* GIVEN RECORDS:
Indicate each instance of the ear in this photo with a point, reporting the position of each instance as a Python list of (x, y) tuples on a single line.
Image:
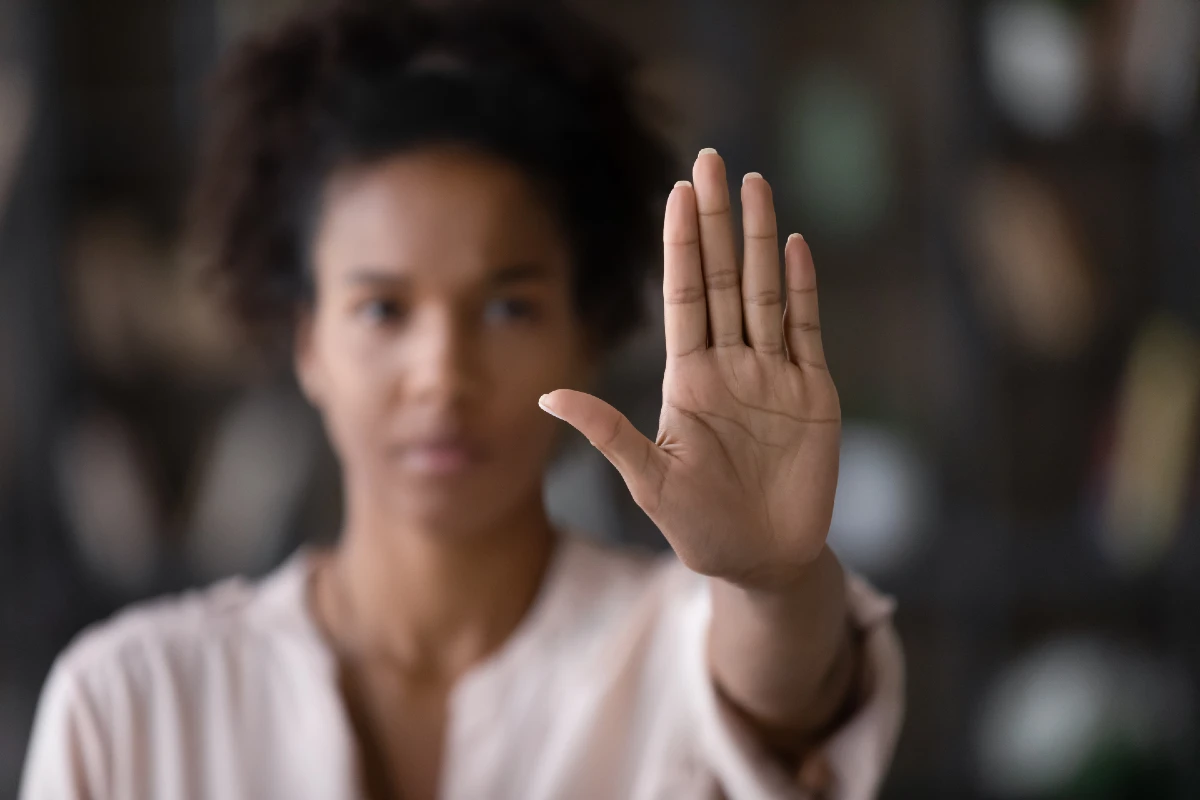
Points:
[(305, 360)]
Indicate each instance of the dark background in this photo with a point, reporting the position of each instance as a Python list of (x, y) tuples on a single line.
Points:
[(1003, 199)]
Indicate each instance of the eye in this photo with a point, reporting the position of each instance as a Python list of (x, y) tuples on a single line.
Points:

* INSTRUCTIONS TO FOLLOW: Recast the data above as a numbered list with one item per line, omitting any blank lines. Leave the pictures out of your answer.

* THE ANSWER:
1. Indicate each instance of the ear in this photo with a point, reporting the position of each instance as a Python list of (x, y) tuples on a single line.
2. Image:
3. Points:
4. [(305, 360)]
5. Indicate each instance of the dark background in this photo with a point, reporting the position of each instance as a Python list of (x, y) tuples on a single line.
6. Points:
7. [(1003, 199)]
8. Indicate each instance of the eye in this photo with a point, reporting the position of each instance as a Python list of (x, y) tuples on a single line.
9. Points:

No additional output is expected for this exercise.